= Texte retenu =
C’est une petite révolution qui s’annonce dans le paysage financier gabonais. Lors du Conseil des ministres du 8 septembre 2025, présidé par Brice Clotaire Oligui Nguema, le ministre d’État chargé de l’Économie, Henri-Claude Oyima, a présenté un plan de réformes qui pourrait redéfinir l’architecture du secteur bancaire et de la microfinance. Au cœur de cette refonte : la nationalisation de la fonction de directeur général (DG) des établissements financiers opérant au Gabon.
Une réponse à la fragilité du système de crédit
Le diagnostic posé par Henri-Claude Oyima est préoccupant : explosion des créances douteuses, multiplication des litiges liés au non-remboursement des prêts et vulnérabilité croissante du système. À ses yeux, le risque est clair : une déstabilisation de l’ensemble du secteur bancaire à moyen terme. Pour prévenir une telle crise, le ministre a plaidé pour une « gabonisation » des directions générales, afin de mieux aligner la gouvernance des établissements sur les réalités locales.
Une mesure de souveraineté économique
Concrètement, seuls les ressortissants gabonais pourraient désormais occuper les postes de DG de banques, de microfinances et d’autres institutions financières établies sur le territoire national. Toute exception à cette règle devrait être validée par le Comité National Économique et Financier (CNEF), instance de régulation stratégique.

= Consigne =
Recopiez intégralement le texte retenu ci-dessus, s'il vous plaît, sans y changer un seul mot.

= Extraits des entrées =
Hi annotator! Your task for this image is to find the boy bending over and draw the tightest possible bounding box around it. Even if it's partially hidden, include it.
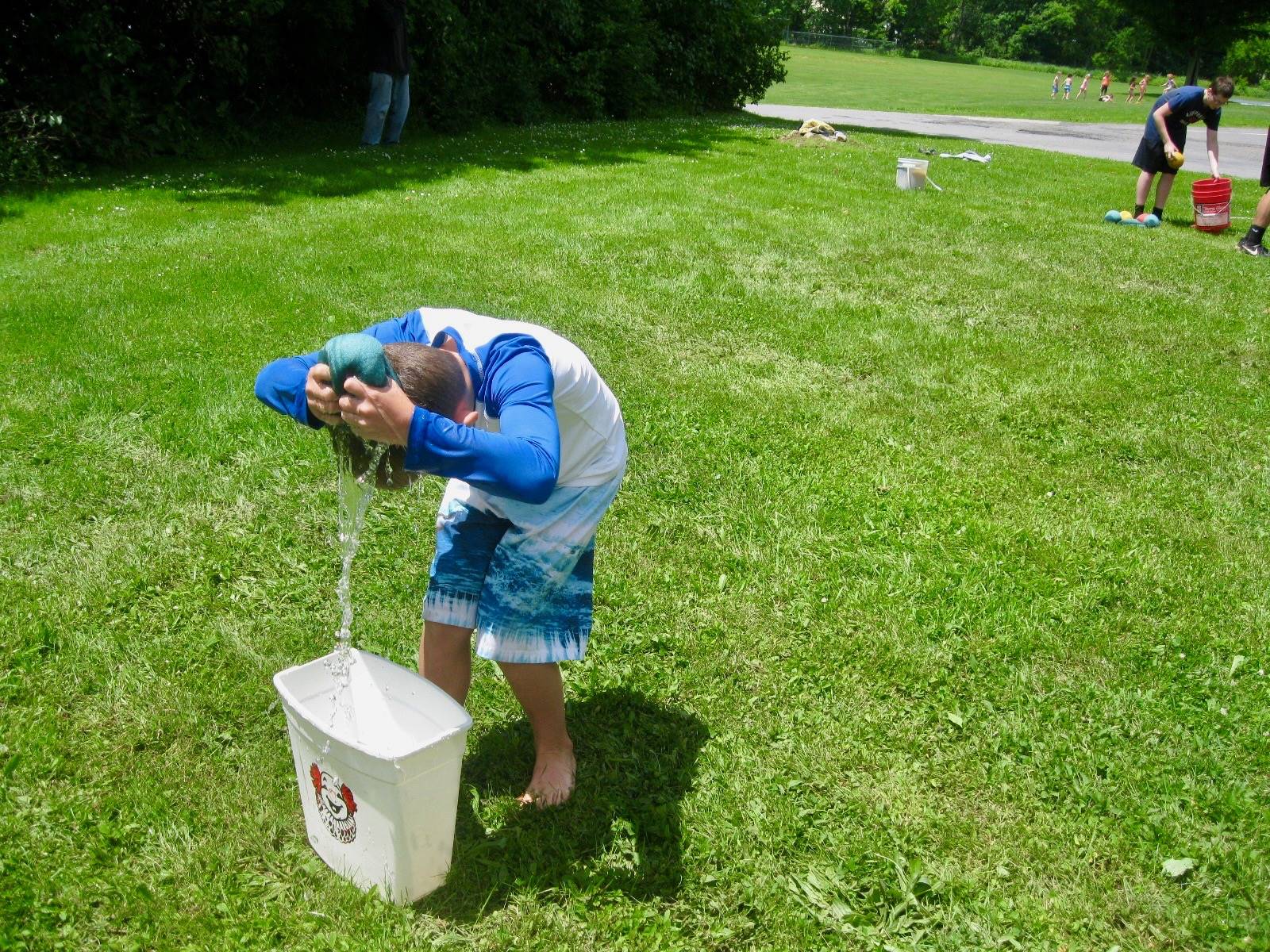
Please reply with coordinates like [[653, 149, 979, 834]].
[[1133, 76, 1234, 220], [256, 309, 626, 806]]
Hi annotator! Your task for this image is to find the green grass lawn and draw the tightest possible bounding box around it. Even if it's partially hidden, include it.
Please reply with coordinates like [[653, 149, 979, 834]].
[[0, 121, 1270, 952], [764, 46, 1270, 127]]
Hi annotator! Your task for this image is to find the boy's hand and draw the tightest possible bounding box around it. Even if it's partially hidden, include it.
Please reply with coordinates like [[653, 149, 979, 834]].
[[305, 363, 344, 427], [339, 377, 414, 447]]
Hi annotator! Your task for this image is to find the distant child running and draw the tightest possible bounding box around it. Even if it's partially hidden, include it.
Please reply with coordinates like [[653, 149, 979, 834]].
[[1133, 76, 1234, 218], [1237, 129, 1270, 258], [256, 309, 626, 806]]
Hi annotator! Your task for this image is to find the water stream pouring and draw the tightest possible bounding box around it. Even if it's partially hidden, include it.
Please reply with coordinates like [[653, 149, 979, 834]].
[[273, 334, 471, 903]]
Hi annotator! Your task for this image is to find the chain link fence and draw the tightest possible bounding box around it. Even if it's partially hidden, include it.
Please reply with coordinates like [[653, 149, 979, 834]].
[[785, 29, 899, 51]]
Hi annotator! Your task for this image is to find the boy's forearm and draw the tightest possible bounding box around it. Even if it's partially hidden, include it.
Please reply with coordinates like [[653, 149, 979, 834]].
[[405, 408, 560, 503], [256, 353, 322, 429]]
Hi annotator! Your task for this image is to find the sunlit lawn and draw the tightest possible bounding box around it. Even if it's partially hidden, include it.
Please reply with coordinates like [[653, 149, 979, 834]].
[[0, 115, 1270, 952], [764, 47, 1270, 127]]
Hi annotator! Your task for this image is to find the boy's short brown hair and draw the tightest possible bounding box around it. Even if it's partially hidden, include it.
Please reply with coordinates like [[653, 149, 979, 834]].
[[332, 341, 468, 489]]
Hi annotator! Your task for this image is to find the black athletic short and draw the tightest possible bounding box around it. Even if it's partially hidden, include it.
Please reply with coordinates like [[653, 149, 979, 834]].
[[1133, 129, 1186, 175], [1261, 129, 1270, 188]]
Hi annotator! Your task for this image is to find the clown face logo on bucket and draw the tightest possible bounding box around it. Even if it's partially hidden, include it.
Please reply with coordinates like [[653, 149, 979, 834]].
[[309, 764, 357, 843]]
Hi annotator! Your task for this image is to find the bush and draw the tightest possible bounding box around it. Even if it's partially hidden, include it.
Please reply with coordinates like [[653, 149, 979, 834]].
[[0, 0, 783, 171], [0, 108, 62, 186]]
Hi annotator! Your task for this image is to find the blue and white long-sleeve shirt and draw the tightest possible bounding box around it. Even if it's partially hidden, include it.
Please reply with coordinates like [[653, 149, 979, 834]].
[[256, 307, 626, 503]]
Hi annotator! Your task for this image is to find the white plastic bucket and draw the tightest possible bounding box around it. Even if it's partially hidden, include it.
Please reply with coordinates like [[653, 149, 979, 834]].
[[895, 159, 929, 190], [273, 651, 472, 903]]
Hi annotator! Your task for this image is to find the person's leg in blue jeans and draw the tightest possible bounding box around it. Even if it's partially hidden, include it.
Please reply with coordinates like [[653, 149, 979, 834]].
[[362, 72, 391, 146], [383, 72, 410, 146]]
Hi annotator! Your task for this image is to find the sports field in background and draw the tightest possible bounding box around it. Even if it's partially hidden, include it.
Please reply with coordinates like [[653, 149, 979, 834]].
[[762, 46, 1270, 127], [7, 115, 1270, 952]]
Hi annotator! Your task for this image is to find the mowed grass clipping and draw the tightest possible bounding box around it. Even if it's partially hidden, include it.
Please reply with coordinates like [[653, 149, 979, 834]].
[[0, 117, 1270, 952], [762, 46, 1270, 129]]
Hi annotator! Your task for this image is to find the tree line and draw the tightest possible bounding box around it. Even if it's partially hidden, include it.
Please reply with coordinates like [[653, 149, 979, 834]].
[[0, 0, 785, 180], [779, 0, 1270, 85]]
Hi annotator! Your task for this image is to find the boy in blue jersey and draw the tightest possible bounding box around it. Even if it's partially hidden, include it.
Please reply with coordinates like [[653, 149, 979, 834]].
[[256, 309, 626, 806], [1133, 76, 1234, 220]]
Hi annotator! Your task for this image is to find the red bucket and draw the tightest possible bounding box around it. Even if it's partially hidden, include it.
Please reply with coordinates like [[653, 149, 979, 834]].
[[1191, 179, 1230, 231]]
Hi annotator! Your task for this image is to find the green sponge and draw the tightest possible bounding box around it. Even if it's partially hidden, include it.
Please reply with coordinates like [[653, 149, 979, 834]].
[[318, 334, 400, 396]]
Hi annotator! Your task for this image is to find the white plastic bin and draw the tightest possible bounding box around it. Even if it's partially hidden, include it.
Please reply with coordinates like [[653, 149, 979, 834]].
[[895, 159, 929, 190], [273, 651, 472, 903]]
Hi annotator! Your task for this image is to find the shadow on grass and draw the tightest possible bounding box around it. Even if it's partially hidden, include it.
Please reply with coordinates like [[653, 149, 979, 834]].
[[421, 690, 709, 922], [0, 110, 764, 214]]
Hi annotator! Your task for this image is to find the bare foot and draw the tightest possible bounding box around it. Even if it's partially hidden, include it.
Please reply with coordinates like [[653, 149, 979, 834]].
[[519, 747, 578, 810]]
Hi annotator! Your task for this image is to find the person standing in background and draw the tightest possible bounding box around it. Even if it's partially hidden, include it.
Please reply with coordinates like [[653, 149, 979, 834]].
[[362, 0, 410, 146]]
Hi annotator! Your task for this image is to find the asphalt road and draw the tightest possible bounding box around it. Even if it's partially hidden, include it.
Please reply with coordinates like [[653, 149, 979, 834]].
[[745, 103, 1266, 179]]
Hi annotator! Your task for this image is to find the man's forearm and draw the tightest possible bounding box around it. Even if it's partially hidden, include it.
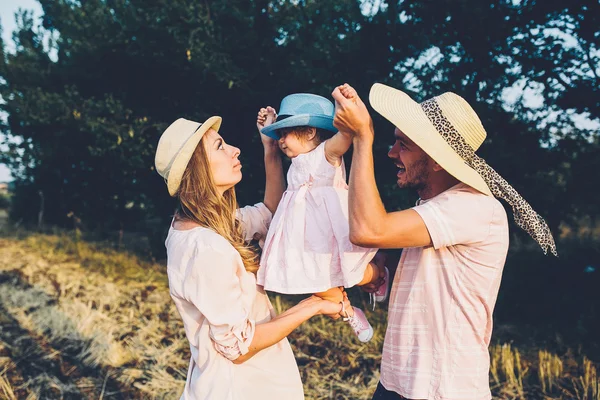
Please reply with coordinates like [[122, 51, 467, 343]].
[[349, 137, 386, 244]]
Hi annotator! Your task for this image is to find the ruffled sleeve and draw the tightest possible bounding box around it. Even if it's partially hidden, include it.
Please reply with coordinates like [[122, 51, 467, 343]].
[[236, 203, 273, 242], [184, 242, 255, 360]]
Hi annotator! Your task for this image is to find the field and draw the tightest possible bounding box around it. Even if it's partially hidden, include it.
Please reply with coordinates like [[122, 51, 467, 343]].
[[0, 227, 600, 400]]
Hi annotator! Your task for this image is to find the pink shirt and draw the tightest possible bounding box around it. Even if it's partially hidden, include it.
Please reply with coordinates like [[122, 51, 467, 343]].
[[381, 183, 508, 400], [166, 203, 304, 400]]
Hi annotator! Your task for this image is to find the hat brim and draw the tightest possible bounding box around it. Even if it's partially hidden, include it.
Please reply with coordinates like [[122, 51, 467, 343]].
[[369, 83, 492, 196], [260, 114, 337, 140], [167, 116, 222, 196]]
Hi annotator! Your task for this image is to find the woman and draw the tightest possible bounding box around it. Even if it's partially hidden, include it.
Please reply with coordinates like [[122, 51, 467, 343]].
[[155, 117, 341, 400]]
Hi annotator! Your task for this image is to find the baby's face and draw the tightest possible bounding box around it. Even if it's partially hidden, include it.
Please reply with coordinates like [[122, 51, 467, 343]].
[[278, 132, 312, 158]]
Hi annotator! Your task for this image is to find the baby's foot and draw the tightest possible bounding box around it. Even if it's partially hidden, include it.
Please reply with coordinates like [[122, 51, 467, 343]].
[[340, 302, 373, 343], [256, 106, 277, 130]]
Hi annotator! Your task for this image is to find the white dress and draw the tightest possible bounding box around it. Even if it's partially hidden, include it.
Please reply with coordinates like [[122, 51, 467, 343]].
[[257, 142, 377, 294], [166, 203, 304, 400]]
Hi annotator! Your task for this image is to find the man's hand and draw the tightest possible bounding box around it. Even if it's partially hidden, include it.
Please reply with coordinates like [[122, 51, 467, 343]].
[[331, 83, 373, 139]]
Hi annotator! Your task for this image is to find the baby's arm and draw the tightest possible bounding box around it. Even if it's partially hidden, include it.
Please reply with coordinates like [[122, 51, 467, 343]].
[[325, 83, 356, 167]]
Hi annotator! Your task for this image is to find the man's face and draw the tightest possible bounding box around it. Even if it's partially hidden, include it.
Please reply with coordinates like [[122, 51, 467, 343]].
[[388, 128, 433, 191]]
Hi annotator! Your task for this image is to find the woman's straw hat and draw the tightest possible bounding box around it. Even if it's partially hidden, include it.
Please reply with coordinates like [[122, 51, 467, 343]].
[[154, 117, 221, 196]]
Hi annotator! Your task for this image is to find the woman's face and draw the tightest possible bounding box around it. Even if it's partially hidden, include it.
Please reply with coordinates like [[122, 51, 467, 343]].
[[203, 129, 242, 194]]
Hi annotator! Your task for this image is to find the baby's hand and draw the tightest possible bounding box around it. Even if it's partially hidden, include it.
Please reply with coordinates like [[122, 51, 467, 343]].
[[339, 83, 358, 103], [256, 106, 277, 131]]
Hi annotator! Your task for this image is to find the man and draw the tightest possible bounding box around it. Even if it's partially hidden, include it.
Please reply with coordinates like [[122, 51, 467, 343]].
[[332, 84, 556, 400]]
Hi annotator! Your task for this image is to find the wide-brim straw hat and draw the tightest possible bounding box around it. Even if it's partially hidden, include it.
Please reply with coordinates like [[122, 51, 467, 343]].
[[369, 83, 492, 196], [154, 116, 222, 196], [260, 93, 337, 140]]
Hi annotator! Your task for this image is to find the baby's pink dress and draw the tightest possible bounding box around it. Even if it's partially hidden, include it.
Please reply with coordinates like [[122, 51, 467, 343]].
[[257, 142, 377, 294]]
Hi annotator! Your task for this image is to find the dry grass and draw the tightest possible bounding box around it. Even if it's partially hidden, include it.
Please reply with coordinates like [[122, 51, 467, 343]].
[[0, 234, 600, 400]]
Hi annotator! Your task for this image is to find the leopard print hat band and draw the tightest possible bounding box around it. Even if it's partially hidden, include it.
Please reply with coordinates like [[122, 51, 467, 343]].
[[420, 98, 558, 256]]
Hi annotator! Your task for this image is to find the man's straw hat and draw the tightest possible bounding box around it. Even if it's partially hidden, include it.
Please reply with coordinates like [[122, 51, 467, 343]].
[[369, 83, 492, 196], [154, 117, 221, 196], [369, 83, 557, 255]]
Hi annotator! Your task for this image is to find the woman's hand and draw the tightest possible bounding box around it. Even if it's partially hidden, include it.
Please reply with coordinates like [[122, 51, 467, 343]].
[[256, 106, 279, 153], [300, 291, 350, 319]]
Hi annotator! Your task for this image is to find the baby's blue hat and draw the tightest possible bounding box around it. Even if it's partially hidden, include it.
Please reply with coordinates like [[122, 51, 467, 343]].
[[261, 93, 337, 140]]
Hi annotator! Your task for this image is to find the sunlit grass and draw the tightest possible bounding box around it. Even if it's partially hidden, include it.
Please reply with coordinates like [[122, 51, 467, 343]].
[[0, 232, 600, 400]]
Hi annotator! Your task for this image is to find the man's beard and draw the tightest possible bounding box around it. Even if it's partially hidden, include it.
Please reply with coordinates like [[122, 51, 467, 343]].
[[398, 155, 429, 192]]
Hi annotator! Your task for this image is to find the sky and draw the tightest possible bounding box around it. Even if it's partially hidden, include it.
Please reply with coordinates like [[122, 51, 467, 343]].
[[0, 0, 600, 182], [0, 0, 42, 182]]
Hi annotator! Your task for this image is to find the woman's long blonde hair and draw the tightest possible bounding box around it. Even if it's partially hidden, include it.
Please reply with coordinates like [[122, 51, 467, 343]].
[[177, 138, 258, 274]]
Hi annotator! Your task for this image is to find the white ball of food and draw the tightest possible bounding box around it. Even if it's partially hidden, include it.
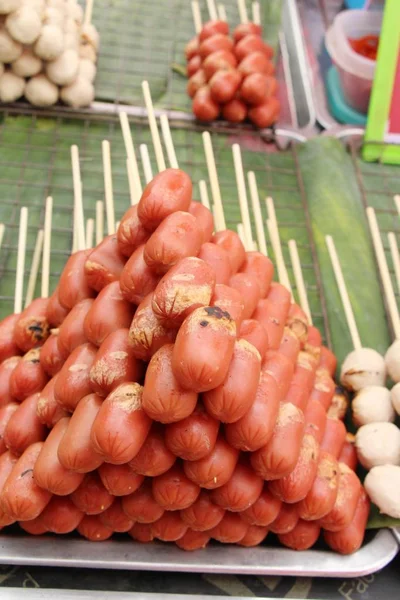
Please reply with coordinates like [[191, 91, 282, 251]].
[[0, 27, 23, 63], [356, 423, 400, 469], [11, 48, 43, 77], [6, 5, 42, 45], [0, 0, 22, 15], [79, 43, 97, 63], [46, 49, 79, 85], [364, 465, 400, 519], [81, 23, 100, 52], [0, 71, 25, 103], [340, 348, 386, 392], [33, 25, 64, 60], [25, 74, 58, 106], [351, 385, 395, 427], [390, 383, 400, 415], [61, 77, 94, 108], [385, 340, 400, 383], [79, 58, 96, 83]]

= Zone de réponse =
C’est une petite révolution qui s’annonce dans le paysage financier gabonais. Lors du Conseil des ministres du 8 septembre 2025, présidé par Brice Clotaire Oligui Nguema, le ministre d’État chargé de l’Économie, Henri-Claude Oyima, a présenté un plan de réformes qui pourrait redéfinir l’architecture du secteur bancaire et de la microfinance. Au cœur de cette refonte : la nationalisation de la fonction de directeur général (DG) des établissements financiers opérant au Gabon.
Une réponse à la fragilité du système de crédit
Le diagnostic posé par Henri-Claude Oyima est préoccupant : explosion des créances douteuses, multiplication des litiges liés au non-remboursement des prêts et vulnérabilité croissante du système. À ses yeux, le risque est clair : une déstabilisation de l’ensemble du secteur bancaire à moyen terme. Pour prévenir une telle crise, le ministre a plaidé pour une « gabonisation » des directions générales, afin de mieux aligner la gouvernance des établissements sur les réalités locales.
Une mesure de souveraineté économique
Concrètement, seuls les ressortissants gabonais pourraient désormais occuper les postes de DG de banques, de microfinances et d’autres institutions financières établies sur le territoire national. Toute exception à cette règle devrait être validée par le Comité National Économique et Financier (CNEF), instance de régulation stratégique.